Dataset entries
= = = = = = =
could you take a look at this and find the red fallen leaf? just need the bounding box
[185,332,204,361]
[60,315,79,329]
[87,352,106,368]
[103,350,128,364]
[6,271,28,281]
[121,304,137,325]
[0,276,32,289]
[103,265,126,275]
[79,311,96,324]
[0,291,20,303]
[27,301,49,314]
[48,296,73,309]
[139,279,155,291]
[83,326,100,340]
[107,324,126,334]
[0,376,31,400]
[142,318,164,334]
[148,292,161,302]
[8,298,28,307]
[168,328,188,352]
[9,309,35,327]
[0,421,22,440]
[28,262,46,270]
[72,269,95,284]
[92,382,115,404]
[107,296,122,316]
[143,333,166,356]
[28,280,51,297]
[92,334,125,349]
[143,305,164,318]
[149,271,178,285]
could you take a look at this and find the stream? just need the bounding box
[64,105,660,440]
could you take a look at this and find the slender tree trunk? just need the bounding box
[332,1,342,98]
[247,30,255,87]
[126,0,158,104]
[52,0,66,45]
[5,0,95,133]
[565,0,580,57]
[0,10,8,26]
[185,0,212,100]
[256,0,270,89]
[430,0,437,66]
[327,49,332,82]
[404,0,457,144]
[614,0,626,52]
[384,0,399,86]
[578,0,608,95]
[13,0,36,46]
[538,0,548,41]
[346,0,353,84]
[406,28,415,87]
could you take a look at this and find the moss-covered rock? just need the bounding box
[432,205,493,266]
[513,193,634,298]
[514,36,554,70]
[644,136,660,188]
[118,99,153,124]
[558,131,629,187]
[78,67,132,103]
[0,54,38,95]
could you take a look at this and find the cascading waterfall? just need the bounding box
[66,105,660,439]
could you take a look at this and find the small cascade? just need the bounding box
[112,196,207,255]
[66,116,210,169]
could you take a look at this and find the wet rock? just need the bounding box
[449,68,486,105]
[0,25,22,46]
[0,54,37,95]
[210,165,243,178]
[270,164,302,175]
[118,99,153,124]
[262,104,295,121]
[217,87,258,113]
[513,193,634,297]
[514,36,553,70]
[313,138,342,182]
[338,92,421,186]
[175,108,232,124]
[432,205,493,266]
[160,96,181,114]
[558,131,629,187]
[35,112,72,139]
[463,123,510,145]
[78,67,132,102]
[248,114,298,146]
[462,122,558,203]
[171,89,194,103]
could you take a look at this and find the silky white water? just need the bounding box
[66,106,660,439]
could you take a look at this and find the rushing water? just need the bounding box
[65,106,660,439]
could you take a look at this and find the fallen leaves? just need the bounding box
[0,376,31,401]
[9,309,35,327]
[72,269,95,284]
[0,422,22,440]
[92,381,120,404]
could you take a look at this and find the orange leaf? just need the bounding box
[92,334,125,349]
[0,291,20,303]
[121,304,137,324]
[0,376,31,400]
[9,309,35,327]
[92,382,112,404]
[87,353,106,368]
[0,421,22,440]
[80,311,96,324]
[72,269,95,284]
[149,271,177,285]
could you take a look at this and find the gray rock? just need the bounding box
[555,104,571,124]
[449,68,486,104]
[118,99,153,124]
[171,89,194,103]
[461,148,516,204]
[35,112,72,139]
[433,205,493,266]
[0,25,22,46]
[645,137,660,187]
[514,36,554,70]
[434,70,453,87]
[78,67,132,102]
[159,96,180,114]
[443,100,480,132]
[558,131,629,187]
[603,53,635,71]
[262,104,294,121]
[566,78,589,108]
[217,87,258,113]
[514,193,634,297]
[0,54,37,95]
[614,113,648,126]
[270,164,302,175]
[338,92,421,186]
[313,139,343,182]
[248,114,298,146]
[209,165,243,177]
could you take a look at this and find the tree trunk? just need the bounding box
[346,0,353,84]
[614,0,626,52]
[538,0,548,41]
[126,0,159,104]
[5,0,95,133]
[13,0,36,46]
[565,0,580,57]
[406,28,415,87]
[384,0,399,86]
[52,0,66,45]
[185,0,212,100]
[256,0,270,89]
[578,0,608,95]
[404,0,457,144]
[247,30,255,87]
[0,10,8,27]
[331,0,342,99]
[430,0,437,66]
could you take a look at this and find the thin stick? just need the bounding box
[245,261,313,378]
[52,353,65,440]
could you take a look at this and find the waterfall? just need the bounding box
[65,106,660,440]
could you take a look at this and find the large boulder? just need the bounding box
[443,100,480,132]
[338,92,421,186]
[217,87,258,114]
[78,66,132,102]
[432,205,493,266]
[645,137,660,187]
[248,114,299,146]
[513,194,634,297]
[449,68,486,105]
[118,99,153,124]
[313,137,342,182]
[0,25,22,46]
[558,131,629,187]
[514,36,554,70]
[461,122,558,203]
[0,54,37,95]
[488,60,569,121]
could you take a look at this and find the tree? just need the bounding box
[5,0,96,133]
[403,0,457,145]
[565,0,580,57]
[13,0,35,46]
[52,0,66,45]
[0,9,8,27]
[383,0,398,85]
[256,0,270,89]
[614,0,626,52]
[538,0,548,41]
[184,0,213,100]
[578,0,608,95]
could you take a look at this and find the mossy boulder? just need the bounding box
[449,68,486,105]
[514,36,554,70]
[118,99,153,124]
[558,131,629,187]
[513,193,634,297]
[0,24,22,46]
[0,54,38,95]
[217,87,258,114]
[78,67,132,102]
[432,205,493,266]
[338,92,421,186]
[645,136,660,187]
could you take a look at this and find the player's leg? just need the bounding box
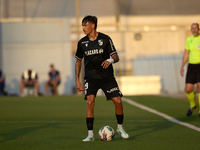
= = = = = = =
The records above should be written out exactly, and the images dropped.

Solution to this exercise:
could you take a look at this and find the red fallen leaf? just need the bounding box
[185,332,204,361]
[60,315,79,329]
[87,352,106,368]
[103,350,128,364]
[6,271,28,281]
[121,304,137,325]
[0,276,32,289]
[103,265,126,275]
[79,311,96,324]
[0,291,20,303]
[27,301,49,314]
[48,296,73,309]
[139,279,155,291]
[83,326,100,340]
[107,324,126,334]
[0,376,31,400]
[142,318,164,334]
[148,292,161,302]
[8,298,28,307]
[168,328,188,352]
[9,309,35,327]
[0,421,22,440]
[28,262,46,270]
[72,269,95,284]
[92,382,115,404]
[107,296,122,316]
[143,333,166,356]
[28,280,51,297]
[92,334,125,349]
[143,305,164,318]
[149,271,178,285]
could you take a look at this and find the stream? just need the bounding box
[64,105,660,440]
could you take a look at this and find the slender tree trunk? just need the bounding box
[332,1,342,98]
[247,30,255,87]
[126,0,158,104]
[52,0,66,45]
[5,0,95,133]
[565,0,580,57]
[0,10,8,26]
[185,0,212,100]
[256,0,270,89]
[430,0,437,66]
[327,49,332,82]
[404,0,457,144]
[614,0,626,52]
[384,0,399,86]
[578,0,608,95]
[13,0,36,46]
[538,0,548,41]
[346,0,353,84]
[406,28,415,87]
could you take a look at this and find the moss-covered rock? just need the bounding box
[432,205,493,266]
[513,193,634,298]
[514,36,554,70]
[644,136,660,188]
[118,99,153,124]
[558,131,629,187]
[78,67,132,103]
[0,54,38,95]
could you take a look at this and find the cascading waterfall? just need the bounding box
[66,105,660,439]
could you take a look at this and find the small cascade? just need the bounding box
[112,196,207,255]
[66,116,210,169]
could you take a look at this and find the wet rock? just need the bounding box
[449,68,486,105]
[0,25,22,46]
[0,54,37,95]
[210,165,243,178]
[270,164,302,175]
[118,99,153,124]
[262,104,295,121]
[217,87,258,113]
[513,193,634,297]
[514,36,553,70]
[313,138,342,182]
[338,92,421,186]
[175,108,232,124]
[432,205,493,266]
[160,96,181,114]
[558,131,629,187]
[35,112,72,139]
[463,123,510,145]
[78,67,132,102]
[248,114,298,146]
[462,122,558,203]
[171,89,194,103]
could you take a look at this and find the silky white water? just need the bounding box
[66,106,660,439]
could you take a look at this and find the rushing water? just need the bounding box
[65,106,660,439]
could you take a look at this and find the fallen leaves? just need the bounding box
[0,376,31,401]
[9,309,35,327]
[72,269,95,284]
[0,422,22,440]
[92,381,120,404]
could you take a look at this and find the orange leaf? just need the bounding box
[92,334,125,349]
[0,291,20,303]
[121,304,137,324]
[0,376,31,400]
[9,309,35,327]
[92,382,112,404]
[87,353,106,368]
[0,421,22,440]
[80,311,96,324]
[72,269,95,284]
[149,271,177,285]
could you take a look at this and find the gray rock? just need the bounding box
[555,104,571,124]
[449,68,486,104]
[118,99,153,124]
[171,89,194,103]
[461,148,516,204]
[35,112,72,139]
[433,205,493,266]
[0,25,22,46]
[645,137,660,187]
[514,36,554,70]
[434,70,453,87]
[78,67,132,102]
[159,96,180,114]
[443,100,480,132]
[558,131,629,187]
[603,53,635,71]
[262,104,294,121]
[566,78,589,108]
[217,87,258,113]
[514,193,634,297]
[0,54,37,95]
[614,113,648,126]
[270,164,302,175]
[338,92,421,186]
[313,139,343,182]
[248,114,298,146]
[209,165,243,177]
could you take a look at this and find the tree trunk? just need the bounding box
[346,0,353,84]
[614,0,626,52]
[538,0,548,41]
[126,0,159,104]
[5,0,95,133]
[13,0,36,46]
[565,0,580,57]
[406,28,415,87]
[384,0,399,86]
[52,0,66,45]
[185,0,212,100]
[256,0,270,89]
[578,0,608,95]
[404,0,457,144]
[247,30,255,87]
[0,10,8,27]
[331,0,342,99]
[430,0,437,66]
could you take a look at this and find the thin stick? just need the bounding box
[245,261,313,378]
[52,353,65,440]
could you take a look at this and find the waterfall? just need the bounding box
[65,106,660,440]
could you take a look at this and find the large boulder? just need the bounding box
[443,100,480,132]
[338,92,421,186]
[217,87,258,114]
[78,66,132,102]
[432,205,493,266]
[645,137,660,187]
[248,114,299,146]
[513,194,634,297]
[449,68,486,105]
[118,99,153,124]
[313,137,342,182]
[0,25,22,46]
[558,131,629,187]
[514,36,554,70]
[461,122,558,203]
[0,54,37,95]
[488,60,569,121]
could you take a look at this and find the tree? just need the bounding box
[5,0,96,133]
[403,0,457,145]
[565,0,580,57]
[13,0,35,46]
[52,0,66,45]
[0,9,8,27]
[383,0,398,85]
[256,0,270,89]
[614,0,626,52]
[538,0,548,41]
[184,0,213,100]
[578,0,608,95]
could you take a look at this and find the mossy boulder? just need the bounding box
[449,68,486,105]
[514,36,554,70]
[118,99,153,124]
[558,131,629,187]
[513,193,634,297]
[0,24,22,46]
[0,54,38,95]
[217,87,258,114]
[78,67,132,102]
[432,205,493,266]
[338,92,421,186]
[645,136,660,187]
could you take a look at this and find the player's leg? just need the bounding box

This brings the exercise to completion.